──────── 목록 ────────
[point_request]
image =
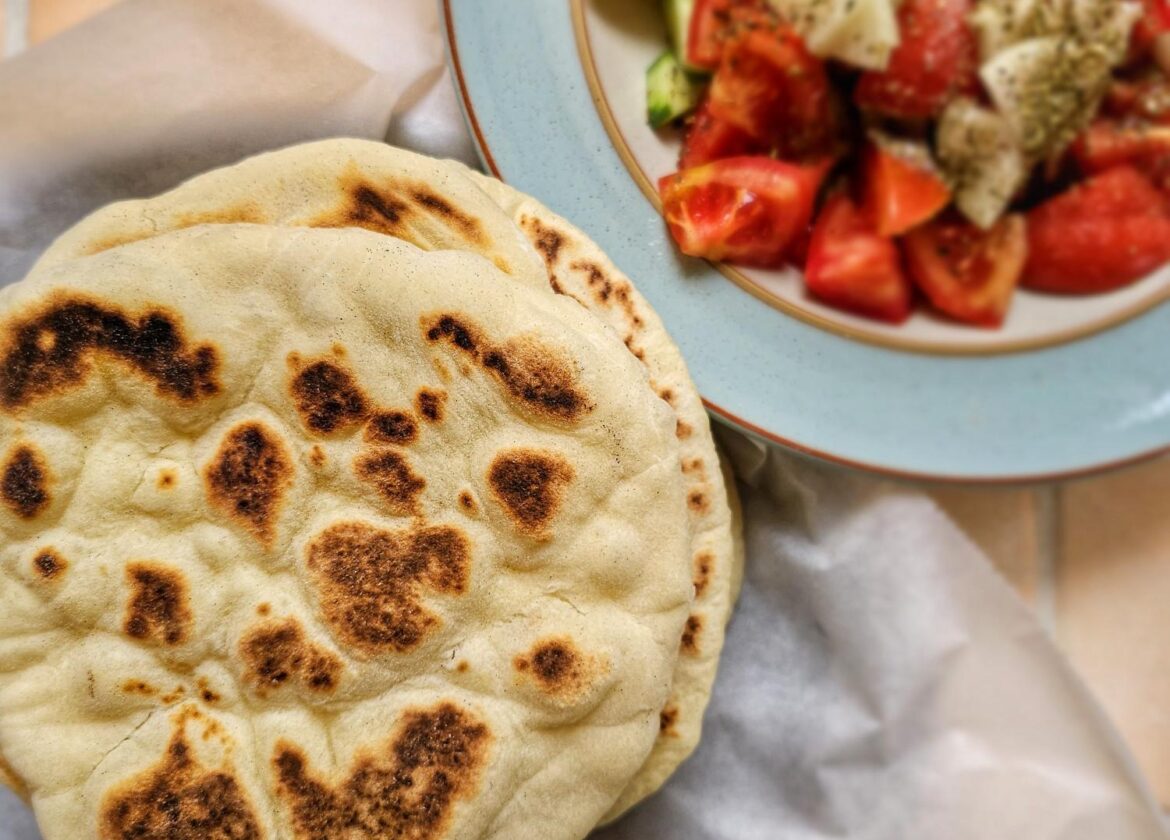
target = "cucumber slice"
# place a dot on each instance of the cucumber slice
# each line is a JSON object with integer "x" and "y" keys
{"x": 678, "y": 14}
{"x": 670, "y": 91}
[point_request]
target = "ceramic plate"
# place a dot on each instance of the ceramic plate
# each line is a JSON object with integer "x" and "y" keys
{"x": 553, "y": 93}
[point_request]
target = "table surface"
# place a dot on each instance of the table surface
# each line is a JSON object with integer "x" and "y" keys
{"x": 1092, "y": 557}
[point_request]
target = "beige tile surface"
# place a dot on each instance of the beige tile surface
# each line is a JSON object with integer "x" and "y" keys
{"x": 1113, "y": 604}
{"x": 47, "y": 18}
{"x": 1004, "y": 523}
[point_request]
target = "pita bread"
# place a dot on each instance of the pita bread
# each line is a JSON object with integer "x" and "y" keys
{"x": 334, "y": 184}
{"x": 324, "y": 180}
{"x": 314, "y": 534}
{"x": 579, "y": 269}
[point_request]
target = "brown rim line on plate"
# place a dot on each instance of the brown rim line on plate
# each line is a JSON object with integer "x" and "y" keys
{"x": 644, "y": 181}
{"x": 718, "y": 411}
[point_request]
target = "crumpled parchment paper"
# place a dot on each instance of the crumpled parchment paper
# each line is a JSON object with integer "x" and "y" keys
{"x": 879, "y": 681}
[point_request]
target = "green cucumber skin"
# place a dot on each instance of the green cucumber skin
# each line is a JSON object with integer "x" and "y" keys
{"x": 670, "y": 91}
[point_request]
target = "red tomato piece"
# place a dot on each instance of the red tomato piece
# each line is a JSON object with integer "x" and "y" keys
{"x": 1107, "y": 144}
{"x": 854, "y": 268}
{"x": 965, "y": 272}
{"x": 714, "y": 21}
{"x": 1147, "y": 98}
{"x": 770, "y": 87}
{"x": 1154, "y": 21}
{"x": 900, "y": 193}
{"x": 1102, "y": 234}
{"x": 709, "y": 138}
{"x": 745, "y": 210}
{"x": 936, "y": 60}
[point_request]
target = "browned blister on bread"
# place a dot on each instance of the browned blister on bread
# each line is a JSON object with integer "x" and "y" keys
{"x": 267, "y": 572}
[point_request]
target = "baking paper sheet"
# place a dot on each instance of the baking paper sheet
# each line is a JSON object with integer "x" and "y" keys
{"x": 880, "y": 681}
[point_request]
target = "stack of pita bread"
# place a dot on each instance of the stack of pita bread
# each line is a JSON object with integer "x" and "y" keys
{"x": 345, "y": 493}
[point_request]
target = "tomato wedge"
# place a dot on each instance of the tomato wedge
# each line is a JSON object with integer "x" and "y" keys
{"x": 1107, "y": 144}
{"x": 1102, "y": 234}
{"x": 1155, "y": 20}
{"x": 710, "y": 138}
{"x": 900, "y": 193}
{"x": 968, "y": 273}
{"x": 852, "y": 267}
{"x": 1146, "y": 98}
{"x": 714, "y": 21}
{"x": 770, "y": 87}
{"x": 744, "y": 210}
{"x": 936, "y": 60}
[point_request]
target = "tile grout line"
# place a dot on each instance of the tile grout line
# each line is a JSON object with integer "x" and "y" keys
{"x": 1047, "y": 553}
{"x": 15, "y": 31}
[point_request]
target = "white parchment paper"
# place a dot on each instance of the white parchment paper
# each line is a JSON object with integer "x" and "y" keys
{"x": 880, "y": 681}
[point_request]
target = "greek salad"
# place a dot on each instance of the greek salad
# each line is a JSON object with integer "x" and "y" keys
{"x": 943, "y": 151}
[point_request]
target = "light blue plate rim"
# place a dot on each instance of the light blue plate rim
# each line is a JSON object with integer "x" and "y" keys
{"x": 1052, "y": 413}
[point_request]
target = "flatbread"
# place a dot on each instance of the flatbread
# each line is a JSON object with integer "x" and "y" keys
{"x": 314, "y": 534}
{"x": 579, "y": 269}
{"x": 323, "y": 180}
{"x": 335, "y": 184}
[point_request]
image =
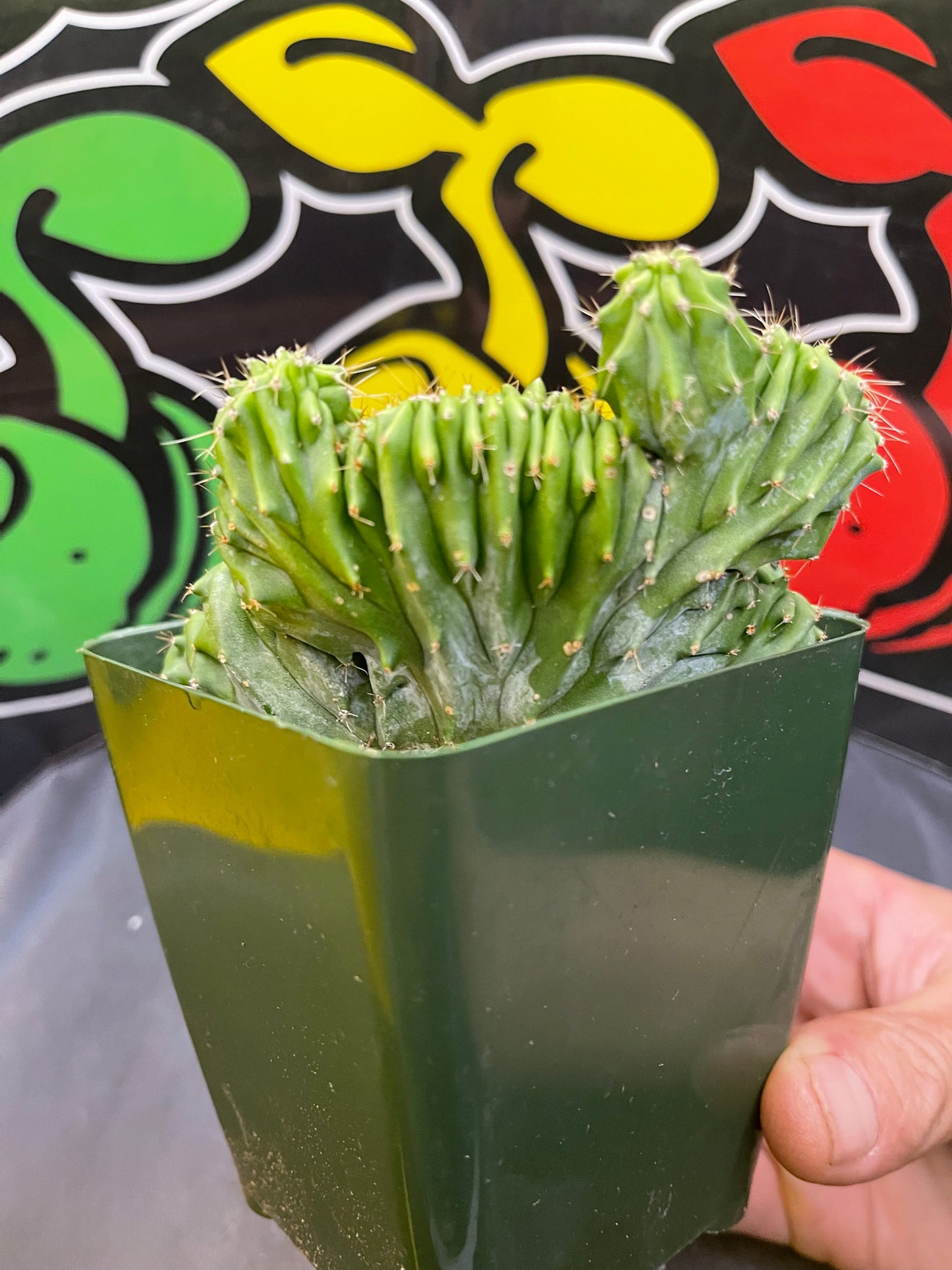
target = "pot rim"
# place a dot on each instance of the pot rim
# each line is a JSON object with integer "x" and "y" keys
{"x": 848, "y": 626}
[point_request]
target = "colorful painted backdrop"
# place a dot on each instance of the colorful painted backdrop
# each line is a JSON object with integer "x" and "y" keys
{"x": 439, "y": 190}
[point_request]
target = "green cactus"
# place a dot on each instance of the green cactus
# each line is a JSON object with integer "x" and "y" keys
{"x": 452, "y": 565}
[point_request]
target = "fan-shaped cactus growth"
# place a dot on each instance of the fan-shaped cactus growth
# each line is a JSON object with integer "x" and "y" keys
{"x": 452, "y": 565}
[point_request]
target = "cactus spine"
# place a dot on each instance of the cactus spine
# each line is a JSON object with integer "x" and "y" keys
{"x": 456, "y": 564}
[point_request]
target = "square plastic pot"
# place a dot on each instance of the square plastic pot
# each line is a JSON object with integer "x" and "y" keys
{"x": 507, "y": 1006}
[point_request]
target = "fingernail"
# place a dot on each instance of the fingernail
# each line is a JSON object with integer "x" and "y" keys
{"x": 847, "y": 1105}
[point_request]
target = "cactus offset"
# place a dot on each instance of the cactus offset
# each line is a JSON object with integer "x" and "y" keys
{"x": 457, "y": 564}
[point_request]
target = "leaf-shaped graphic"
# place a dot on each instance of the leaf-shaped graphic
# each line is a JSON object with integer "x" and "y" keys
{"x": 76, "y": 548}
{"x": 653, "y": 174}
{"x": 842, "y": 117}
{"x": 128, "y": 187}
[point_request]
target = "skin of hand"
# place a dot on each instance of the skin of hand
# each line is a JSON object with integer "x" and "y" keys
{"x": 856, "y": 1169}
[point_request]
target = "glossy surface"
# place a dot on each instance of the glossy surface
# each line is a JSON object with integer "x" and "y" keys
{"x": 501, "y": 1006}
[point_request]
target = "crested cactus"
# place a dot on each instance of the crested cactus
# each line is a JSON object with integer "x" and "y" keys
{"x": 456, "y": 564}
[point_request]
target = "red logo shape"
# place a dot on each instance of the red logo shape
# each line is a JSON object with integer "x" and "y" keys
{"x": 889, "y": 535}
{"x": 846, "y": 119}
{"x": 852, "y": 121}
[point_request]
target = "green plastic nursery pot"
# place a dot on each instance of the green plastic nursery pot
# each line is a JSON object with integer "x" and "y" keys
{"x": 505, "y": 1006}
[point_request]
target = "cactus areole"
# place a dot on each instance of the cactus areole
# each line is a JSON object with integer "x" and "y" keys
{"x": 449, "y": 567}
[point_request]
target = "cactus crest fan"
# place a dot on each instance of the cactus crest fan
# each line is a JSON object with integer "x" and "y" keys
{"x": 457, "y": 564}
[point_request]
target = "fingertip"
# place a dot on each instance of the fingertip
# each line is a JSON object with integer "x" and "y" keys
{"x": 794, "y": 1122}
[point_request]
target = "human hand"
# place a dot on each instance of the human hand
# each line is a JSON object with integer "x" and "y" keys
{"x": 857, "y": 1113}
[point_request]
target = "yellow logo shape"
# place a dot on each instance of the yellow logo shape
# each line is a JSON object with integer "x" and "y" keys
{"x": 607, "y": 154}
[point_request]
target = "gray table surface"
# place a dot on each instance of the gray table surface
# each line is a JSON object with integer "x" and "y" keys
{"x": 111, "y": 1153}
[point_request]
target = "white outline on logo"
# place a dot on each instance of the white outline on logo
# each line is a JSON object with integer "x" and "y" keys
{"x": 556, "y": 252}
{"x": 103, "y": 294}
{"x": 190, "y": 14}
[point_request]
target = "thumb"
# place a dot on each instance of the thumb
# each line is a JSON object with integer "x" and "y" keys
{"x": 858, "y": 1095}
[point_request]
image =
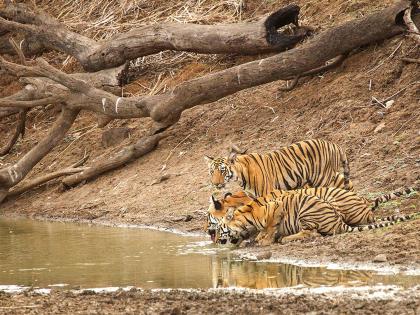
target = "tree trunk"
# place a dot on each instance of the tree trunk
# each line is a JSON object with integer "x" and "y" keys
{"x": 242, "y": 38}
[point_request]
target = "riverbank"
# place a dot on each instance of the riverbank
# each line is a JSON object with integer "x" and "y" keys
{"x": 169, "y": 188}
{"x": 390, "y": 250}
{"x": 385, "y": 300}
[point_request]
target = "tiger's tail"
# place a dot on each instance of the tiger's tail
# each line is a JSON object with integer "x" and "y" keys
{"x": 346, "y": 169}
{"x": 392, "y": 220}
{"x": 394, "y": 195}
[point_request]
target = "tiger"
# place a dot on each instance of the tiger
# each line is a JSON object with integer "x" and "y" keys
{"x": 354, "y": 210}
{"x": 309, "y": 163}
{"x": 288, "y": 218}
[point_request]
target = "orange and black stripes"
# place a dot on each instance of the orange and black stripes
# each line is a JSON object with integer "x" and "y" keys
{"x": 290, "y": 217}
{"x": 310, "y": 163}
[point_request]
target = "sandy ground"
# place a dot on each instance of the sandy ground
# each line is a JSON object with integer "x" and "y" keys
{"x": 336, "y": 106}
{"x": 211, "y": 302}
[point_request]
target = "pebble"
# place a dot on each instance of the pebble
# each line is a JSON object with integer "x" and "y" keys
{"x": 264, "y": 255}
{"x": 380, "y": 258}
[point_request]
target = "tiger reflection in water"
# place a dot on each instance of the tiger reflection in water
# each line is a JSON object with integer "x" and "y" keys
{"x": 248, "y": 274}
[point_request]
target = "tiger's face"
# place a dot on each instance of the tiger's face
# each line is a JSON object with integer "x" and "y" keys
{"x": 234, "y": 228}
{"x": 220, "y": 171}
{"x": 218, "y": 208}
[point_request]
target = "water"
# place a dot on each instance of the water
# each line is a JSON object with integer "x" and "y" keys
{"x": 45, "y": 254}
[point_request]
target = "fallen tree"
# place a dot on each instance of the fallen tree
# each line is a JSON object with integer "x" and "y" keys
{"x": 43, "y": 32}
{"x": 76, "y": 93}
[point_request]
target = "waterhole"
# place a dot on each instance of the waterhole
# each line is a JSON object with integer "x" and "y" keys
{"x": 45, "y": 255}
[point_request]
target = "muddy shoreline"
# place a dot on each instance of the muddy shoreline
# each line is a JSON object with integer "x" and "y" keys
{"x": 387, "y": 300}
{"x": 347, "y": 251}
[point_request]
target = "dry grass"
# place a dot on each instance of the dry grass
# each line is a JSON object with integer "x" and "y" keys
{"x": 101, "y": 19}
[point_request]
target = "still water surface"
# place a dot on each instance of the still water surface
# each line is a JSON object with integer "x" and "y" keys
{"x": 45, "y": 254}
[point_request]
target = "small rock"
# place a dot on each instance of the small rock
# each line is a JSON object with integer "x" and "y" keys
{"x": 379, "y": 127}
{"x": 161, "y": 179}
{"x": 264, "y": 255}
{"x": 114, "y": 136}
{"x": 389, "y": 104}
{"x": 188, "y": 218}
{"x": 380, "y": 258}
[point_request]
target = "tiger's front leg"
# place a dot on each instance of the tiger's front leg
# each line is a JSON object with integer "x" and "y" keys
{"x": 300, "y": 236}
{"x": 267, "y": 237}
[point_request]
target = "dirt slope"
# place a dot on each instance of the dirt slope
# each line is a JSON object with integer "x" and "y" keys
{"x": 335, "y": 106}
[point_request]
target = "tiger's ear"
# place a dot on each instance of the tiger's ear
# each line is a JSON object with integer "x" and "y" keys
{"x": 216, "y": 203}
{"x": 227, "y": 195}
{"x": 209, "y": 159}
{"x": 232, "y": 157}
{"x": 229, "y": 215}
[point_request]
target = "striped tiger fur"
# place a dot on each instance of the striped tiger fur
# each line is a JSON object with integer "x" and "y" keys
{"x": 289, "y": 217}
{"x": 354, "y": 210}
{"x": 310, "y": 163}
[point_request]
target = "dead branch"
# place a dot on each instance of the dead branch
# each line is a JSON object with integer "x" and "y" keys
{"x": 414, "y": 32}
{"x": 75, "y": 168}
{"x": 410, "y": 60}
{"x": 331, "y": 65}
{"x": 44, "y": 179}
{"x": 167, "y": 108}
{"x": 126, "y": 155}
{"x": 242, "y": 38}
{"x": 8, "y": 111}
{"x": 20, "y": 130}
{"x": 13, "y": 174}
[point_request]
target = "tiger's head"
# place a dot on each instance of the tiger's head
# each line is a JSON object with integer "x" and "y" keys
{"x": 218, "y": 208}
{"x": 234, "y": 228}
{"x": 220, "y": 170}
────────
위 목록에서 "browned"라는 단어가 들어 있는 줄을 모두 찾아 한 줄도 빠짐없이 옮겨 적으세요. 대문자와 소문자는 구별합니다.

target = "browned blister on bread"
# place a dot on each instance of the browned blister on bread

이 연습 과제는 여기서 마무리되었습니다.